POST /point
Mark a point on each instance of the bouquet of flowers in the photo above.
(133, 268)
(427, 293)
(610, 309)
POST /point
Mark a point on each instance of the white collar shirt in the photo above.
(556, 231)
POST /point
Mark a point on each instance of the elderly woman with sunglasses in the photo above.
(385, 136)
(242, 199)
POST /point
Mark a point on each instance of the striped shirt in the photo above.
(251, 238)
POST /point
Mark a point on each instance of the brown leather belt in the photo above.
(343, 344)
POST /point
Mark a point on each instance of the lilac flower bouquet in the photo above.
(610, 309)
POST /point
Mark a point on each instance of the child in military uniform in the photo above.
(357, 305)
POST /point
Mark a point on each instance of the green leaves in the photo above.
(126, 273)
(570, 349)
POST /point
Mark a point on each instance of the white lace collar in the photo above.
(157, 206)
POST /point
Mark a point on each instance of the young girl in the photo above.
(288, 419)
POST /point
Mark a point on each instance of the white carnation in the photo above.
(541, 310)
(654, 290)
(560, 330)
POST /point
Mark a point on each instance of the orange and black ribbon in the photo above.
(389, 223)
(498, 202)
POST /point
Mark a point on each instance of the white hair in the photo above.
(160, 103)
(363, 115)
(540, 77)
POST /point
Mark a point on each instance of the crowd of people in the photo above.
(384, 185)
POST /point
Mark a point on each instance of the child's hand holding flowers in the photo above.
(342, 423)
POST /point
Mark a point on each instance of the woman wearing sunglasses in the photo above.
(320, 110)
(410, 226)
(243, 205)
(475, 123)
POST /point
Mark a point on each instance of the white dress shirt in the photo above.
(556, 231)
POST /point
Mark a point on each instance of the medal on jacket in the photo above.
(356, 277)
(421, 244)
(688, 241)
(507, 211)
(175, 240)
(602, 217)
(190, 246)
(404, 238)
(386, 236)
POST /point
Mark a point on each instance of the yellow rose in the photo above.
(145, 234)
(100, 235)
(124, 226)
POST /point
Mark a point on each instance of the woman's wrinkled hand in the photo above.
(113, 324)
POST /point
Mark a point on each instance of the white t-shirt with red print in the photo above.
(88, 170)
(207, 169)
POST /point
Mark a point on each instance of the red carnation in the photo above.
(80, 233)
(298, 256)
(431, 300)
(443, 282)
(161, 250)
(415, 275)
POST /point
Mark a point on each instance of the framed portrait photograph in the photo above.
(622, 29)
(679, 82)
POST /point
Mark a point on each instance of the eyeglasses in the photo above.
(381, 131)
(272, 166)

[INSTRUCTIONS TO FOLLOW]
Quote every line in the listing above that contains the word "collar".

[FULL RESPONSE]
Mark a point on each instance of the white collar shirt in the photo above.
Mark a point on each instance of the white lace collar in the photo above.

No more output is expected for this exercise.